--- Source passage ---

With regard to the manner in which he spoke of himself on every occasion, it is very certain that it is contrary to com­mon custom. True humility is very rare, and religion has scarcely an exercise which costs nature more. Vincent possessed it in so eminent a degree, that Cardinal de la $ochefoucault has often been heard to say, that if true humi­lity was to be sought upon earth, it must be found in that holy priest. In fact, although it is saying a great deal, we can assert that this faithful imitator of our humble God, never suffered an occasion of humiliation to escape him. He was so full of the idea of his wretchedness, that he saw in himself nothing but the impression of vice and corruption. This was his whole excess; for he was not one of those morose devo­tees, who are almost as much dissatisfied with others, as they are with themselves. He shut his eyes to the faults of his neighbor, particularly when he was not charged with his direction. He esteemed greatly the character of those good souls, who in the order of charity and prudence, think always advantageously of their brethren, and who cannot see virtue without loving those who profess it. This was his practice; but wisdom and discretion always ruled him. If he willingly rejoiced with others for the graces which God had bestowed on them, he was more reserved with regard to his own chil­dren. He loved them tenderly; but he rarely praised them in their presence, unless the glory of God and their own good obliged him to act otherwise. We relféat it then confidently: those to whom conduct so holy seems a kind of fault, must de­sire that these pretended faults may be multiplied, and honestly agree that they very much resemble the most sublime virtues.

---

Task list
**a)** According to the passage on Vincent's humility, what did Vincent do about the faults of his neighbor?
**b)** For each statement, say whether the passage on Vincent's humility agrees with it, and quote the words of the passage that decide it: (i) Vincent rarely praised his own children in their presence. (ii) Vincent was a morose devotee, dissatisfied with others as with himself. (iii) True humility is common.
**c)** List every noun phrase in the passage on Vincent's humility that refers to Vincent, leaving out pronouns.

--- Records shown ---

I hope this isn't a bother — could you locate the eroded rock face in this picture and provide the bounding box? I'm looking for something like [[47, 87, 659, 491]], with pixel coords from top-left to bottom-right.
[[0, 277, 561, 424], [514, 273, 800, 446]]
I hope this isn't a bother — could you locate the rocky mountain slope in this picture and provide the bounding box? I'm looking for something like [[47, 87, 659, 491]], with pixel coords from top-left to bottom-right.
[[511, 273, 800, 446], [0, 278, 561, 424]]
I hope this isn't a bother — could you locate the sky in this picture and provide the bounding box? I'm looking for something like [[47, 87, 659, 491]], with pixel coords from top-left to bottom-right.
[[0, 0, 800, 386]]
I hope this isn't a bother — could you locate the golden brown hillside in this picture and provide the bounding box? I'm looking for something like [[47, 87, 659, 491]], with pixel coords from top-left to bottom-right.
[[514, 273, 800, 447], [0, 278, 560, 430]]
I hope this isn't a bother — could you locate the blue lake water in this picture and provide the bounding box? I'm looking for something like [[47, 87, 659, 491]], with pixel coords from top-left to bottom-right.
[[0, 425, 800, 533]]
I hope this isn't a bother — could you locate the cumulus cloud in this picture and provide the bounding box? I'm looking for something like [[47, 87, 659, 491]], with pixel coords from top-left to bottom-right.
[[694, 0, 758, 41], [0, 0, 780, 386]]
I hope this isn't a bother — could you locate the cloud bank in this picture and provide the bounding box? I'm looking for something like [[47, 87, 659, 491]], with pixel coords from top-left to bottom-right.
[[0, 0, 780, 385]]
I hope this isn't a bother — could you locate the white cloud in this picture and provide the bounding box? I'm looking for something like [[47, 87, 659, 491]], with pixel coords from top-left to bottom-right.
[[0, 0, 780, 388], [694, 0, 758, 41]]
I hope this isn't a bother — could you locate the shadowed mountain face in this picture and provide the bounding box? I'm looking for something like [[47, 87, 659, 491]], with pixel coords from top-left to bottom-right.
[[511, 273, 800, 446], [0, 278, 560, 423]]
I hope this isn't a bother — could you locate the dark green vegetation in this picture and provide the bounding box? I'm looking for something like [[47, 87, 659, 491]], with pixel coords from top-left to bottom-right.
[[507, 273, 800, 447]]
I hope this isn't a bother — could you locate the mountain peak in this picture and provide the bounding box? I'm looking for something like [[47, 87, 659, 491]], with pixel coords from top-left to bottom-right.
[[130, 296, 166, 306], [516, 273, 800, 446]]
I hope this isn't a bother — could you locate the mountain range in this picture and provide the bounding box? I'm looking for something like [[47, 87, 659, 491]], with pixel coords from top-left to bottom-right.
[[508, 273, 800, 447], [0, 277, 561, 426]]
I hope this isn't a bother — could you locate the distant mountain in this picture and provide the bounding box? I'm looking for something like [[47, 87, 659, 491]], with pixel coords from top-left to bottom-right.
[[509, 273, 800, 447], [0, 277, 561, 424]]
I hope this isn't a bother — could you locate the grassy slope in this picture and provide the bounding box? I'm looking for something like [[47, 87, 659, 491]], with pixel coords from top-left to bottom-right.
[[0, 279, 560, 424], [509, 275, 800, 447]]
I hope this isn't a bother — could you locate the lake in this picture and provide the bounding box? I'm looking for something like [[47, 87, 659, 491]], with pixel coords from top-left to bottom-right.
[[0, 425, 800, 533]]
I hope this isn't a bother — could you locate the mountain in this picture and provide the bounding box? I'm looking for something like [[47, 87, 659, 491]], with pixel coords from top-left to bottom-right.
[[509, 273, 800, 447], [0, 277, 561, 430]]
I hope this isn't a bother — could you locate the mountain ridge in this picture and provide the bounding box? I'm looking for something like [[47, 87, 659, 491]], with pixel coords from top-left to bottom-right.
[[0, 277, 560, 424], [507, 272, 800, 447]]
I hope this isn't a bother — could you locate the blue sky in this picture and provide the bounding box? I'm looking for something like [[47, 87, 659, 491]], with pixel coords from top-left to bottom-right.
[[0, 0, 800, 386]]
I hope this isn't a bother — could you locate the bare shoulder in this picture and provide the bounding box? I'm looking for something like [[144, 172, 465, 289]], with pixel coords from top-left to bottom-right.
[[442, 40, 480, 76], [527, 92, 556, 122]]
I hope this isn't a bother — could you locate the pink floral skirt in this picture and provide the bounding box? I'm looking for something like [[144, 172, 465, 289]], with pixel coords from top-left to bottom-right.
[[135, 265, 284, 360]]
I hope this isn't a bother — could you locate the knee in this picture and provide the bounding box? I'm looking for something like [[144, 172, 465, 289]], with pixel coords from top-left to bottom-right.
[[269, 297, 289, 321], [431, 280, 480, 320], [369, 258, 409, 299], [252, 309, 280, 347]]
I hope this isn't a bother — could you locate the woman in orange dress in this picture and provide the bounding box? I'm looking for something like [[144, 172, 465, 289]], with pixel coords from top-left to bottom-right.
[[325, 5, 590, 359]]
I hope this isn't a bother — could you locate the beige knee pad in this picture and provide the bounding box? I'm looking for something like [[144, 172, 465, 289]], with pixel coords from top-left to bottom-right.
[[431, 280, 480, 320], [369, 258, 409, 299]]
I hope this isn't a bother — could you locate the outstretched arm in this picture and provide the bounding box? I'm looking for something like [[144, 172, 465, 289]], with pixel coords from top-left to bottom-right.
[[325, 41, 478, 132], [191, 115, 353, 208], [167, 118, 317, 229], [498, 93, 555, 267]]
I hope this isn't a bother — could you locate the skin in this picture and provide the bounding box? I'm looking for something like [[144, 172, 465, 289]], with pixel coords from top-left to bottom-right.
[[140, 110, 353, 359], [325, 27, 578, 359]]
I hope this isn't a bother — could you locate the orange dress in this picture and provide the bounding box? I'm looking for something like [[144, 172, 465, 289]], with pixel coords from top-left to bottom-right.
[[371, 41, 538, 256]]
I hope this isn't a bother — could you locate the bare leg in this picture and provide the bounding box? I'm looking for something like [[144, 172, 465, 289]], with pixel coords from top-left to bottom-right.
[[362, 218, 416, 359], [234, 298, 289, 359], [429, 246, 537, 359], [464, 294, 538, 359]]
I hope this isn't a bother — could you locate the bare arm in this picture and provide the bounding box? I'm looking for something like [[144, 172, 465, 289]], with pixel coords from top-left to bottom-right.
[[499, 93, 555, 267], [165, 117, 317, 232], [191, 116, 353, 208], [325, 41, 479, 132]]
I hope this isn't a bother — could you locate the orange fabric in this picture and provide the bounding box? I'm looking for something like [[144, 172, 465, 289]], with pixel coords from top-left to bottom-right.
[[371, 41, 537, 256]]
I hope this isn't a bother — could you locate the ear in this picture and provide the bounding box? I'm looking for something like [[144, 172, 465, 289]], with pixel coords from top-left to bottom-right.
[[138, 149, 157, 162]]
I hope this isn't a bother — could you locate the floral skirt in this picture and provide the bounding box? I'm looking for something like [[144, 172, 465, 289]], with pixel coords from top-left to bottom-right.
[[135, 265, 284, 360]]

---

Results of the exercise
**a)** He shut his eyes to them, particularly when he was not charged with his neighbor's direction.

**b)**
(i) Yes: "he rarely praised them in their presence"
(ii) No: "for he was not one of those morose"
(iii) No: "True humility is very rare"

**c)**
- Vincent
- that holy priest
- this faithful imitator of our humble God